_What to do_
Write out the listing beneath this instruction in its entirety, exactly as it reads.

>>>

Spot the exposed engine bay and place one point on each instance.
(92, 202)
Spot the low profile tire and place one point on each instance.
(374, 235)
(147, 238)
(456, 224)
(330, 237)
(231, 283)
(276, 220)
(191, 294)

<<<

_Solved problem_
Spot the exposed engine bay and place one point on each instance.
(92, 202)
Spot the low profile tire and place one point on each instance.
(374, 235)
(147, 238)
(456, 224)
(330, 237)
(231, 283)
(276, 220)
(191, 294)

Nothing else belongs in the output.